## START DATA ROWS
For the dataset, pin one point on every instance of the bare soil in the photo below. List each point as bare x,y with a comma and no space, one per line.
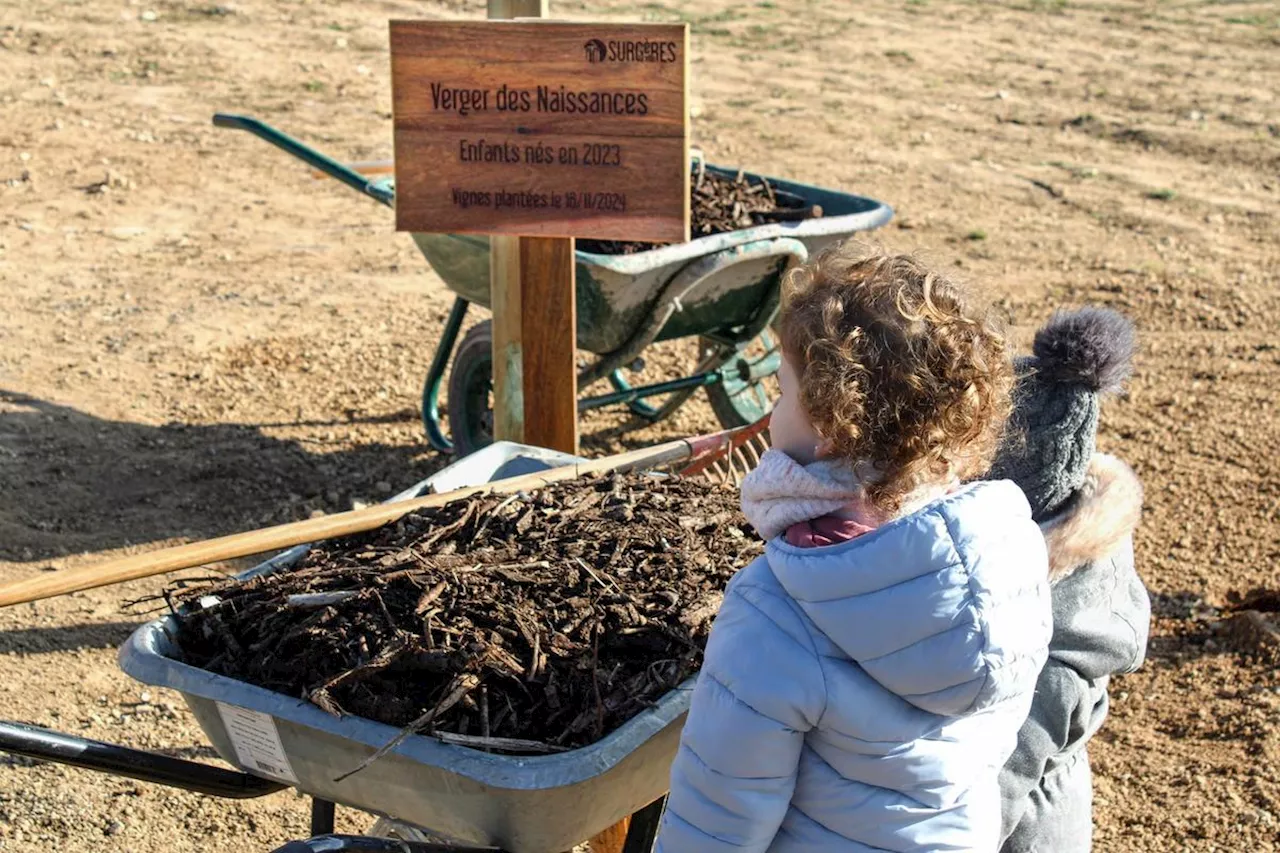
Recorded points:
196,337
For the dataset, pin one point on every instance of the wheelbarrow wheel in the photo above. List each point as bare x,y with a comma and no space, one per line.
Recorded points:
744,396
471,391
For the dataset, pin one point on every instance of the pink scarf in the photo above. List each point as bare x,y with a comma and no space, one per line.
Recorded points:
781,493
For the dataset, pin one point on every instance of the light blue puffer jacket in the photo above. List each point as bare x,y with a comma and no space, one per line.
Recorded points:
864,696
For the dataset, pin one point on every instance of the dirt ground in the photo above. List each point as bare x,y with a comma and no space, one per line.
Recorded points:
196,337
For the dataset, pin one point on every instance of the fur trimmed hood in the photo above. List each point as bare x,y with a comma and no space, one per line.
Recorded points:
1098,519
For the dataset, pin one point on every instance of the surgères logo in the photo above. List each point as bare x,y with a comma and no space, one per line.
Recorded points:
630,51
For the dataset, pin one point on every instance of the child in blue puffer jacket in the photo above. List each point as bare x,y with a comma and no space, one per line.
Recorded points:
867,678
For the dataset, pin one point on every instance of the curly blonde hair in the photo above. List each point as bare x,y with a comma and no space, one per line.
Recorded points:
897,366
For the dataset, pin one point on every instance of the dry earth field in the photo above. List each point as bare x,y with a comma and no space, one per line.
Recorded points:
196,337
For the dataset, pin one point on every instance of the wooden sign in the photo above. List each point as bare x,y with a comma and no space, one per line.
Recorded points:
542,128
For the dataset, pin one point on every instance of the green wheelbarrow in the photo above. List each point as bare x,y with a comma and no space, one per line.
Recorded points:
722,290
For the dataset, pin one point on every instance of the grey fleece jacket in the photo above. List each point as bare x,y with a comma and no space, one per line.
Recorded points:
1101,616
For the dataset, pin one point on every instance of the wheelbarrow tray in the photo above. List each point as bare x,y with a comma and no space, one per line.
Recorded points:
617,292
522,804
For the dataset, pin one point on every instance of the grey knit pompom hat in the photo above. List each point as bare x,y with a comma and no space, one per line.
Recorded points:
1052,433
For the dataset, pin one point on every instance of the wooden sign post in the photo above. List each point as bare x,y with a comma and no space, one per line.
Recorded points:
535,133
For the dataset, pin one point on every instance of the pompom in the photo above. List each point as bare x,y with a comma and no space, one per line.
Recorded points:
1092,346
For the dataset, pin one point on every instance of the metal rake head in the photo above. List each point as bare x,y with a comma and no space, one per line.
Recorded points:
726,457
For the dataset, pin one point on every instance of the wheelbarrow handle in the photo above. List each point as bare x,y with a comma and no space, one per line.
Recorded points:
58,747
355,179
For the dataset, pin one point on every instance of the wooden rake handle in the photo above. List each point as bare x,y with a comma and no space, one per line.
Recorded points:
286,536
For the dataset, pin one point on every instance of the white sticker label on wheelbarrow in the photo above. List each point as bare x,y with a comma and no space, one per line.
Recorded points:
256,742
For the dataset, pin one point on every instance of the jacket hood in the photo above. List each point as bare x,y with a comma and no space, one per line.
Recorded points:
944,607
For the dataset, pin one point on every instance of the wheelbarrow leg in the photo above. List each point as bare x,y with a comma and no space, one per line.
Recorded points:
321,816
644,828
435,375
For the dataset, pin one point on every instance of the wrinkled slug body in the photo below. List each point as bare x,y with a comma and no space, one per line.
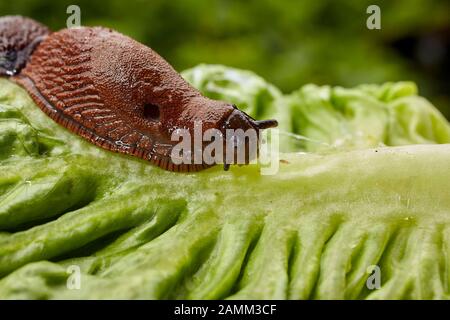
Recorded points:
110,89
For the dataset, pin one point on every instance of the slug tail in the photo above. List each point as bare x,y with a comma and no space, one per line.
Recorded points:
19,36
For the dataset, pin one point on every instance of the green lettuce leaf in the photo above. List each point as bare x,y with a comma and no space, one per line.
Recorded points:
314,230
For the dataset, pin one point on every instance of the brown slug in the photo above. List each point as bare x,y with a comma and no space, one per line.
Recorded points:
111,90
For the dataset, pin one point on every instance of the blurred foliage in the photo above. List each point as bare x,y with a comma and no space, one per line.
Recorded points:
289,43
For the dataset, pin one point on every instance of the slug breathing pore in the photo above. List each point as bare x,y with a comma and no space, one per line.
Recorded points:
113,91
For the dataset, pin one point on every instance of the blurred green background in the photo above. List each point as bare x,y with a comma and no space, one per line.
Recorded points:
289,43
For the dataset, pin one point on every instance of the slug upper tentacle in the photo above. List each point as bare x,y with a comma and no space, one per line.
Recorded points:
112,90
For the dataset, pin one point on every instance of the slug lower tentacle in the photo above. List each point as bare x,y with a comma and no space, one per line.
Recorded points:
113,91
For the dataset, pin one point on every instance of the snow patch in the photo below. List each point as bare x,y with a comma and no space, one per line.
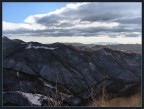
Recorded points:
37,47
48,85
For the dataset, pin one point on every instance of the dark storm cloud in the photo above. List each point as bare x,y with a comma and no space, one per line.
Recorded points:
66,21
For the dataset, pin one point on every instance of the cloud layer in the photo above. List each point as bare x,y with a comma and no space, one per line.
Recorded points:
## END DATA ROWS
Transcribe the records word for word and include no pictures.

▸ RESPONSE TO THE TASK
For the dataset, pin one point on every instance of the bare soil in the photo below. List each point as bare x,y with a comma and no space, one per line.
Recorded points:
196,337
For the dataset, pin one point on every instance of the wheelbarrow wheel in the photo above. List each point as bare x,y with a comma and no space, one per line.
Recorded points:
744,396
471,391
For the dataset, pin one point on every instance of the pink scarf in the photo above. List each point as bare x,y with a comma and no space, one per line.
Recorded points:
781,493
For the dataset, pin one point on every instance of the light blue puffer jacket in the photo above. List each point as bare x,y with a comma and no space, one per line.
Recorded points:
864,696
For the dataset, pin one point on every instance of the dirt ground in the photo above. List each point as bare x,y with a comma and no space, one per line.
Recorded points:
196,337
For the dataset, pin one point on every instance of the fur trimmed hood in the photo above. List each point as bare x,y with a comma and no space, one per line.
Recorded points:
1098,519
For the dataset, pin one point on every instance of the surgères logo in the photo above. List each point as bare x,y with a comma and no space, one per line.
Recorded points:
630,51
For the dataset, pin one point on every instance of the child in blue puffer jacket in the photo above. List each point as bare x,y with a comma and no space, one per line.
Recorded points:
867,678
For the dataset, pin one point on every instance of the curly blonde hair in the photo above. List each point as bare x,y with a comma and no space, one per line.
Recorded points:
897,366
For the dataset, pin one point on every instance of the dry earth field in the photo above. List each point as bare x,y with a comma and no space, one per line.
Recorded points:
196,337
For the dataset, pin one point on every instance of the wooden sign in the photo above. List each point as bare x,y with a comma and no space, one per line.
Recorded points:
542,128
For the dataset, pin one point on every instance of the green wheelbarrow in the photo above. List each point as bare x,y with a comma and no space, one per line.
Recorded points:
722,290
For the dataset, pin one point on every instance of the grey fleece jacket in the photo above. List each point as bare x,y with a comma and no space, one per line.
Recorded points:
1101,616
For the dataset, pin one point on every instance of the wheelbarrow tray in the photo above. List each point as bare x,y with a comma and no space, one per line.
Recorded points:
617,292
522,804
For the dataset, pin one point on every instance of the grey knit pompom hat in the photo above. List each point as bare x,y with a comma and no space, one per line.
Recorded points:
1052,433
For the dataset, pin one point on every instance of the wooden sign post in the photo above. List each point as bare x,y with a comma and no space, one per line.
Recorded points:
535,133
For the dataset, pin one point on every instance of the pompom in the photo above. List each point as bare x,y with a comma and no space, one per line.
Recorded points:
1092,346
For the dataset, pin one point on every instance of the metal rake head in the photo above. List each point as bare x,y with a comma and no space, one per line.
Recorded points:
726,457
For the dataset, pin one point on every instance of the wheelbarrow handle in the photo above. List each point as bare x,y with a comma and no space, one per line.
Recorded points:
58,747
355,179
For the dataset, pin one point on every instance of the wooden rake handle in the photo above. List each point as bare x,y with a comma and no space, one per line.
Recorded points:
286,536
For the dataset, pin one point on every instance of the white sticker label on wheelbarrow in the photo above. List each point as bare x,y with a comma and no space, one per line.
Recorded points:
256,742
For the dataset, pin one point on every instance of the jacket hood in the photo above. List each point as bare x,y with a comma and no space, one per line.
Recorded points:
944,607
For the dataset, pin one point on every instance of the wheelbarrow leg in the photo above. List each point as bare x,y with a comma and no space, one per line.
Recorded points:
321,816
644,828
435,375
For the dataset, pin one point on every instance of the wrinkled slug body in the photo below. List each point as bare x,y with a comma and no space, one per line.
Recorded points:
110,89
For the dataset, pin one point on every instance of the slug tail in the photo above. List each point as bare x,y with a comma and no space, one per line.
Recorded points:
19,36
For the dataset, pin one point on every instance of the green lettuce leaf in the photo above. List each point as bare x,y with a comma and no space, one per line.
Recorded points:
314,230
For the dataset, pin one point on every instance of the brown slug in the photo above. List each point as bare x,y with a comma and no space, one per line.
Recorded points:
111,90
For the dataset, pin one point on every instance of the blurred foliage in the photo above. List each point as bare x,y with a comma and no space, one per line.
Recorded points:
289,43
For the dataset, pin one point on every instance of the slug breathing pore in the photo above. List each point as bare x,y with a comma and no space, one per line.
Recorded points:
113,91
For the dataset, pin one point on every instance of the blurred green background in the photo above. List each point as bare x,y with a comma and no space, one per line.
Recorded points:
289,43
For the dataset, pin one point on every instance of the slug upper tentacle in the photo above. List each point as bare x,y with a comma and no space, one per line.
Recorded points:
112,90
For the dataset, pin one point on every instance of the slug lower tentacle in the photo above. List each point as bare x,y with a comma and no space, one per line.
Recorded points:
113,91
For the dataset, pin one point on every instance of the snow patch in the photo below. List each point as bare x,y with a comma and no space, one per line.
Recorded points:
37,47
48,85
For the dataset, pin one point on every instance of the dark storm cloud in the photo above. List each point as bare x,y with a comma and no space, one per line.
Recorded points:
66,21
For the dataset, pin one point on every instance of the cloud layer in the photo above. List each point as bare x,y with a comma and no space, one per line.
Recorded points:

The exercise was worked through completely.